= What you will do =
**a.** According to the essay on babies and fun, why must everything you do with a baby be FUN-compatible? Answer in one to three sentences.
**b.** In the essay on babies and fun, what did the writer ask the baby who was laughing at the ceiling above her crib?
**c.** Pick up the essay on babies and fun after its last sentence and carry it on.

= Source passage =

Get Serious about FUN!

One of the first things that a baby knows (not learns) how to do is have fun. They are only bothered about food and drink when the tummy growls. They are only bothered about cleaning and changing when someone is attempting to put them through it; on their own, they may not bother. They are only cross when their favorite pet from the household (parent, grandparent) is unavailable. Apart from that babies know how to have fun.

 

Babies come with the FUN pre-installed on them. In fact, FUN is the operating system on which everything else runs. Everything you do with them must be FUN-compatible, else it does not run, and the program is declared defected. You need to be FUN if you want to feed them, play with them, change them, put them to sleep.

 

I have seen babies stare at the ceiling and laugh! I have followed their gaze and wondered what they saw in a plain old white ceiling that amused them SO much. I even asked a particular baby who was having much FUN staring at the ceiling above her crib – are the angels making funny faces at you? (She gave me a weird look and then resumed laughing at the ceiling. I know so because this one is my niece.)

= Material =

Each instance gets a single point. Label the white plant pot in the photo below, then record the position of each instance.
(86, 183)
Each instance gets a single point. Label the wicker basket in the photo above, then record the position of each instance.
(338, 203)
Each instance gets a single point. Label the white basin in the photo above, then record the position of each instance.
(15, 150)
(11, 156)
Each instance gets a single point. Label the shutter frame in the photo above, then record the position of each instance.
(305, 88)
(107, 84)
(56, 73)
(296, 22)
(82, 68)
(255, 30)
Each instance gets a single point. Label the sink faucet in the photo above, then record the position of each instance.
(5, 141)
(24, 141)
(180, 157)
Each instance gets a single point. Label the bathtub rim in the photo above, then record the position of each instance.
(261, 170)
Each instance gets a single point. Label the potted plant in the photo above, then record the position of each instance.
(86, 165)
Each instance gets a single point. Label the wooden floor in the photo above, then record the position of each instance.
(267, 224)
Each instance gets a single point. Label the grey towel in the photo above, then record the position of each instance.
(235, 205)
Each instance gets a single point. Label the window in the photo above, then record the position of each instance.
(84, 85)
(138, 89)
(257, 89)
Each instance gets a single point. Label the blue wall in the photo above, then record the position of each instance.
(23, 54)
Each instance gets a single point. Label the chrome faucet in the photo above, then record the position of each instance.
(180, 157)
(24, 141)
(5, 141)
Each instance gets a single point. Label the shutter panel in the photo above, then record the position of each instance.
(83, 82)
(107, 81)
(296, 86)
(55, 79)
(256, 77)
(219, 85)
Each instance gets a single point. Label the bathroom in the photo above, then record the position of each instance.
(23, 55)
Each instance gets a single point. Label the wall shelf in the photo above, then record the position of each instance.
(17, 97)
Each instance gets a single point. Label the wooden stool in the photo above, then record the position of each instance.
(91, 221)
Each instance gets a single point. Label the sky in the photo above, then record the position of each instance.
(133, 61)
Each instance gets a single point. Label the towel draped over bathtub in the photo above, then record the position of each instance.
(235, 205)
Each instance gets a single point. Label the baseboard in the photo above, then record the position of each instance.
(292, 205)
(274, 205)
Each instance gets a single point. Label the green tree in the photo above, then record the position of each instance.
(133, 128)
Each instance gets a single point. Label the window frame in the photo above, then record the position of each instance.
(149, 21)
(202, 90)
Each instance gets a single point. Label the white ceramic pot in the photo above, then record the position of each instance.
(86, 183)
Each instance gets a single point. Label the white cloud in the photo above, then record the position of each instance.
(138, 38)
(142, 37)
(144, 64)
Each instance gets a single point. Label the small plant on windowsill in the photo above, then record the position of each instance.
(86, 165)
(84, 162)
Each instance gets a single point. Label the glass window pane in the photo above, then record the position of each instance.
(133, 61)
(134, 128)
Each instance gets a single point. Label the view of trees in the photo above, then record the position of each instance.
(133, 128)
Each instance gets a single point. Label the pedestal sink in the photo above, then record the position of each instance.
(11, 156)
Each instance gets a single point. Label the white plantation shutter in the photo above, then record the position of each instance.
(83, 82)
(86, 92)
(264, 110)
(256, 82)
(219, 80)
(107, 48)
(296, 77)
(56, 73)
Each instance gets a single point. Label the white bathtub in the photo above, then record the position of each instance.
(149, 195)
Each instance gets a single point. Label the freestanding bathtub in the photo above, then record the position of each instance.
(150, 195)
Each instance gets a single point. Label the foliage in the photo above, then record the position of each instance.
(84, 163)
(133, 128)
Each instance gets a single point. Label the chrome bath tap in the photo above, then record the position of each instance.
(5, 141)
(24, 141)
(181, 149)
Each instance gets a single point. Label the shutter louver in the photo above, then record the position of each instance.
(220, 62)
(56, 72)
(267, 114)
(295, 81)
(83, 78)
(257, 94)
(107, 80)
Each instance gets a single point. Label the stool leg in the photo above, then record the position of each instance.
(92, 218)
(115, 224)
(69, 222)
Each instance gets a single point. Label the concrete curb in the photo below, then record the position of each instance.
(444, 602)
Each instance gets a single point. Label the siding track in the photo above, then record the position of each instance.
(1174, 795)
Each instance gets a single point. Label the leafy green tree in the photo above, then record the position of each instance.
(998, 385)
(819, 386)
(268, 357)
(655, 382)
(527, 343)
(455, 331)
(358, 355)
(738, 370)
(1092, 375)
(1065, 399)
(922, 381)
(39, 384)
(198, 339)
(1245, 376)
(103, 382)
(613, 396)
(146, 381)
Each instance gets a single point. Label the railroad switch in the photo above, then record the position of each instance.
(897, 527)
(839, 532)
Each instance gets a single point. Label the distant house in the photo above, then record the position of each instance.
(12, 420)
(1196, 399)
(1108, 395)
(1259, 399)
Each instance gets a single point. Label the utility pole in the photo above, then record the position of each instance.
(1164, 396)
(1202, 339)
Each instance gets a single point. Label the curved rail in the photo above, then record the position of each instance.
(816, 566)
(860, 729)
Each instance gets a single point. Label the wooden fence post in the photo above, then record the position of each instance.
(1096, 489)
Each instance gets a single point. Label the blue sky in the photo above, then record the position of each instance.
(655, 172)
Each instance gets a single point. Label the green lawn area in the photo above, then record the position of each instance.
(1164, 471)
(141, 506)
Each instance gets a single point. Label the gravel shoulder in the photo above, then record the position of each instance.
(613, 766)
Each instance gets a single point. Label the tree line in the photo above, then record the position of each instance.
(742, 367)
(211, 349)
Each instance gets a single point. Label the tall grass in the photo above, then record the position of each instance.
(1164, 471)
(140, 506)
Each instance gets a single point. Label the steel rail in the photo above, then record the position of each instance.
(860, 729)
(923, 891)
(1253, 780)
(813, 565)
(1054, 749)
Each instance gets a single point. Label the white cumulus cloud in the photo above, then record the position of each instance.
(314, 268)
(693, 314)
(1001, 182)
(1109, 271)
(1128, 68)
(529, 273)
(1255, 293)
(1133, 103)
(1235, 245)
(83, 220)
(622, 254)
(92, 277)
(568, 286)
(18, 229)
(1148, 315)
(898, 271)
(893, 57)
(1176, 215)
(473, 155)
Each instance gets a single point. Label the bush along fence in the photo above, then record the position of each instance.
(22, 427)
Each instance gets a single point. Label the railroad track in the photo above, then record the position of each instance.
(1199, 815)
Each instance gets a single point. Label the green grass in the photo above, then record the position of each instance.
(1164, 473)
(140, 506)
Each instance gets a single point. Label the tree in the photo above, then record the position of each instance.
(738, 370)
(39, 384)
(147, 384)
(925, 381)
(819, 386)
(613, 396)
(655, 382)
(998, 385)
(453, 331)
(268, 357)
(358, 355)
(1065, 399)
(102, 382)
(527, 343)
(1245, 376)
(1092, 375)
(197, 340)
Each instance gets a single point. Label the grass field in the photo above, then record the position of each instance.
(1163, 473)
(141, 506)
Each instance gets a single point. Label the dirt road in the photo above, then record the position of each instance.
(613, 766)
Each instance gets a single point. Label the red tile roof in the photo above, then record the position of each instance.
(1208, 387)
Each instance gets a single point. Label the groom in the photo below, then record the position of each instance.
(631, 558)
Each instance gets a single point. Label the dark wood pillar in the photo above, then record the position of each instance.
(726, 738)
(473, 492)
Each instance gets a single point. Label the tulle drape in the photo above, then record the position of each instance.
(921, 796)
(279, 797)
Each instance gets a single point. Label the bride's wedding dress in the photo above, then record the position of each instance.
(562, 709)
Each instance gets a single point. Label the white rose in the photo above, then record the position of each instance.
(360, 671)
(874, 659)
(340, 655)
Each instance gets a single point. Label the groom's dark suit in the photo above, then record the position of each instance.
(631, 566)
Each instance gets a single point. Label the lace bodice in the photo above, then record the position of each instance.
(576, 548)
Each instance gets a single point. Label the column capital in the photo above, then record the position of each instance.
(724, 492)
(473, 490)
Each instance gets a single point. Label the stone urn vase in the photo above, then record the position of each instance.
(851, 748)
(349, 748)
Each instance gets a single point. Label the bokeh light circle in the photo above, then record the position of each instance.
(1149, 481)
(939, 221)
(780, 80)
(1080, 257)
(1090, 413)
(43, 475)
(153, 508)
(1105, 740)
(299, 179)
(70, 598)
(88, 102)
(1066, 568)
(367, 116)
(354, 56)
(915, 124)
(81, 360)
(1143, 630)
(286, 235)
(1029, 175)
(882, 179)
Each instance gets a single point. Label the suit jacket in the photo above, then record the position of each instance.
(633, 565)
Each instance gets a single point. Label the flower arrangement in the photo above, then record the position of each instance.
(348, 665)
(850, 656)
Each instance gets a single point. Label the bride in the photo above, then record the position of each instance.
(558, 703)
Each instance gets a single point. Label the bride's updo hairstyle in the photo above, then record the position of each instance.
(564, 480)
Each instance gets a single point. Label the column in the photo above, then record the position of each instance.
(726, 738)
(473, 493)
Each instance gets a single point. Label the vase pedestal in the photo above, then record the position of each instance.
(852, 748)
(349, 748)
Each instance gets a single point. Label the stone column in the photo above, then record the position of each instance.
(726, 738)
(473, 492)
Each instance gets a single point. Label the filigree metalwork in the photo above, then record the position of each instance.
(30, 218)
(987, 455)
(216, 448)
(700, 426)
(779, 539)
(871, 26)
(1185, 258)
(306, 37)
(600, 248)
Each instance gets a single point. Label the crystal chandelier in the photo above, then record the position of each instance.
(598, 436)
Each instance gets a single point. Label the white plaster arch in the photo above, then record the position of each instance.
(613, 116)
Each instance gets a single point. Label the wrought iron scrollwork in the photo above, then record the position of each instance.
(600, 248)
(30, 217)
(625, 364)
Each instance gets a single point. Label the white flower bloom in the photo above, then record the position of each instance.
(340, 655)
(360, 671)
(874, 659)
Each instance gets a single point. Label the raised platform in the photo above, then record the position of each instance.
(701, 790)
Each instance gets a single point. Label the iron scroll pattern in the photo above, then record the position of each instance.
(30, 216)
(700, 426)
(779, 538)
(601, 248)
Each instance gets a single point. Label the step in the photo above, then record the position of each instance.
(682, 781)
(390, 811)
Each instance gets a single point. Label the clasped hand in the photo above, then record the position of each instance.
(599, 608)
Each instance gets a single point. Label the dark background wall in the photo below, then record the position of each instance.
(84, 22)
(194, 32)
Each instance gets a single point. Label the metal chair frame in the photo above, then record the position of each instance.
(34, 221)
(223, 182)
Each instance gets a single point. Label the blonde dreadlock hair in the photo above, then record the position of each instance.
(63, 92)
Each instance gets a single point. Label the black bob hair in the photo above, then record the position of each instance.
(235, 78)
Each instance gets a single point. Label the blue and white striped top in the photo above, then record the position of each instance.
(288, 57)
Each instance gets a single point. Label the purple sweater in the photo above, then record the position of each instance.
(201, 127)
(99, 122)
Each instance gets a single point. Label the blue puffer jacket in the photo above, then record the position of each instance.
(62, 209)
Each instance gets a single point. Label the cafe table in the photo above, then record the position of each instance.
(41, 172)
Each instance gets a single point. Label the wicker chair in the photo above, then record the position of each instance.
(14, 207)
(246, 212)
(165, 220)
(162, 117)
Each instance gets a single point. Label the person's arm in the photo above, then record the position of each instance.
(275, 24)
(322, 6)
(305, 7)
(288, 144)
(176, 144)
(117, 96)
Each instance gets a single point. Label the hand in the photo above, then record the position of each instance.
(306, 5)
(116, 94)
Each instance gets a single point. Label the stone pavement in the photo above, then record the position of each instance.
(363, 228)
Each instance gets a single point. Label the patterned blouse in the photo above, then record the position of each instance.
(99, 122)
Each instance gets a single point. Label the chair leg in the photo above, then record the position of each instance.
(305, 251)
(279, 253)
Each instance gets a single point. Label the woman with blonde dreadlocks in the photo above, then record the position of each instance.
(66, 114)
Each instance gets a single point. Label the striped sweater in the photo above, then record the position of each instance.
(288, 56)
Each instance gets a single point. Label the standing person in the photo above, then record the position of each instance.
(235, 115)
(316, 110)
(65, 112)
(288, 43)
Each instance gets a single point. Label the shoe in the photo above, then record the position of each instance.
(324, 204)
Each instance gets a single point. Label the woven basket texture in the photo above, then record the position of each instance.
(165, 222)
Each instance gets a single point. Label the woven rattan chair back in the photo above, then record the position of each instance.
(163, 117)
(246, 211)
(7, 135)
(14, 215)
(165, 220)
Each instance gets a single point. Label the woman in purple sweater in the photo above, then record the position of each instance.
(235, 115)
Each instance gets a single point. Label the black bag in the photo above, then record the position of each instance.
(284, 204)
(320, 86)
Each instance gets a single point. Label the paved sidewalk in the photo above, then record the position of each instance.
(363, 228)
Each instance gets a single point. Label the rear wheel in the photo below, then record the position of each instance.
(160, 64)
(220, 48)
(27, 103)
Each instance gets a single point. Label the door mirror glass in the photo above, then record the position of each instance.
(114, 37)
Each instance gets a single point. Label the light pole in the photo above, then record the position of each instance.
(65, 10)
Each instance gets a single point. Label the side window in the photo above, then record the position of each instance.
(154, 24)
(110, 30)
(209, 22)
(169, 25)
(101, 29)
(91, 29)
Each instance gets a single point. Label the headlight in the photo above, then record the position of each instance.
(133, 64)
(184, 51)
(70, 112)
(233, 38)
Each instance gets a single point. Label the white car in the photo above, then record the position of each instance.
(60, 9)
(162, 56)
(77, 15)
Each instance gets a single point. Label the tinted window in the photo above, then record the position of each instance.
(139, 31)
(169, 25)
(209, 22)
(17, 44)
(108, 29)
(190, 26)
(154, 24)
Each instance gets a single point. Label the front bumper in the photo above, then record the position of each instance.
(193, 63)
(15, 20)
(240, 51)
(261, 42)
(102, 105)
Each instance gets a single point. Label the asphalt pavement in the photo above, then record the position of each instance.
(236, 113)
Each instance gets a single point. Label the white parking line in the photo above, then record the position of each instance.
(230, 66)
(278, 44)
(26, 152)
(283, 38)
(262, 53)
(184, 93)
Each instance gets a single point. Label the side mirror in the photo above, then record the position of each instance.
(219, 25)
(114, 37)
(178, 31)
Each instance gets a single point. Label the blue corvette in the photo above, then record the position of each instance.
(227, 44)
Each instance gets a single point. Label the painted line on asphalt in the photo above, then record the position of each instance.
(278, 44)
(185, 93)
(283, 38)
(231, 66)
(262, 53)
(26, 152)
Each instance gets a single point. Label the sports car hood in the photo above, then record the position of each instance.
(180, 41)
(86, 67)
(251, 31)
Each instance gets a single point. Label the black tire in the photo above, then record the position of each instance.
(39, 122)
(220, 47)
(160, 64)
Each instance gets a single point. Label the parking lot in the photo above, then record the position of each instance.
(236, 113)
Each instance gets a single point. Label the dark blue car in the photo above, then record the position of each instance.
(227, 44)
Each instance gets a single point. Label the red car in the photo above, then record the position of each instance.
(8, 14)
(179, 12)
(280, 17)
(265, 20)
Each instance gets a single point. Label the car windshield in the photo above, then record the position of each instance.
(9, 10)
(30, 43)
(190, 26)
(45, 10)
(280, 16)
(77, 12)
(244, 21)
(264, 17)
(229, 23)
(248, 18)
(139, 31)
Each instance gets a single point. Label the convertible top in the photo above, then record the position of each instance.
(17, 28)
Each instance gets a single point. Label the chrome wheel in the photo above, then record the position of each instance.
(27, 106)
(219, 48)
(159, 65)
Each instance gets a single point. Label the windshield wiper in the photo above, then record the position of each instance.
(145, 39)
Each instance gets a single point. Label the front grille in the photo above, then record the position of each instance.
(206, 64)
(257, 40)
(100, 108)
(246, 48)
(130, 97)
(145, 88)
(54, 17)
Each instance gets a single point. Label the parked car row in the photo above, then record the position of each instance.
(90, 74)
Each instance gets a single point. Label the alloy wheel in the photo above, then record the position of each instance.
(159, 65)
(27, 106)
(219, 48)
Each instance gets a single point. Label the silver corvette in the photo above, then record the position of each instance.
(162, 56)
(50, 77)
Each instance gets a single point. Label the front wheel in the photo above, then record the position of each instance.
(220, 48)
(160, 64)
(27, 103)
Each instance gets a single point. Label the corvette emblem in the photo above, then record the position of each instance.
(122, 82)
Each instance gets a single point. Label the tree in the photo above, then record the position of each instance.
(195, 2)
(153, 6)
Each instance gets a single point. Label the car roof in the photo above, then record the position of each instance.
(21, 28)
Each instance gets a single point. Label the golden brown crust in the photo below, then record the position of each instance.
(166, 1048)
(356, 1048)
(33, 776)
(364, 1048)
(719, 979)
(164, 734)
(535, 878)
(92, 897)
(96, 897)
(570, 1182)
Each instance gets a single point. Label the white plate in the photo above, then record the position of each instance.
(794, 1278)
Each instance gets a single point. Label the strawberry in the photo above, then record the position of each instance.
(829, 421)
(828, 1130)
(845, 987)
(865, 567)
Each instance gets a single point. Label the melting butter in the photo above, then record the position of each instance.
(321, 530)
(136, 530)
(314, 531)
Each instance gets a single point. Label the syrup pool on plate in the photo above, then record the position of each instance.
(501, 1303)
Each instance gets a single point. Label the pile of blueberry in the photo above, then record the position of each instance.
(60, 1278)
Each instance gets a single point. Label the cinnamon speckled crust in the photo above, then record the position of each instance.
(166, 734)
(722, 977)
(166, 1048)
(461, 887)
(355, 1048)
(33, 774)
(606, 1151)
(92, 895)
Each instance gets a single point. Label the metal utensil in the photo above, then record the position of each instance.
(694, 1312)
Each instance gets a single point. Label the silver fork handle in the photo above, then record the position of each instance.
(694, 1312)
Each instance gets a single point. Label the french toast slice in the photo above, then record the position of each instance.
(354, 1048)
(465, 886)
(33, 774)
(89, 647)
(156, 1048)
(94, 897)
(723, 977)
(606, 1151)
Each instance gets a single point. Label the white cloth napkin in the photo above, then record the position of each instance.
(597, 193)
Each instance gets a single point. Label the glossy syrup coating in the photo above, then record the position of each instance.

= Answers by task =
**a.** FUN comes pre-installed in babies and acts as the operating system on which everything else runs. Anything that is not FUN-compatible does not run, and the program is "declared defected."

**b.** The writer asked whether the angels were making funny faces at her.

**c.**
When we grow up, we are taught responsibility, which is a wonderful part of growing up. However, by then FUN is something we do post-study, post-work, post-weekdays. It is reserved for the latter part of anything. In fact, fun is a part of celebration that is reserved to happen at the end of whatever task/project we are doing. What’s more, the duration spent in ‘fun’ is WAY LESS than the duration spent in ‘work’!

 

That is strange, though!

 

A baby is first given fun, and then taught responsibility.

Why, as an adult, do we place fun after responsibility?

Was it even intended this way or have we, in our ‘perceived order’ of things, made it so?

 

~*~

 

I was still wondering about this when I was reminded of something very interesting. It had caught my attention before and even then had held it for a considerable time.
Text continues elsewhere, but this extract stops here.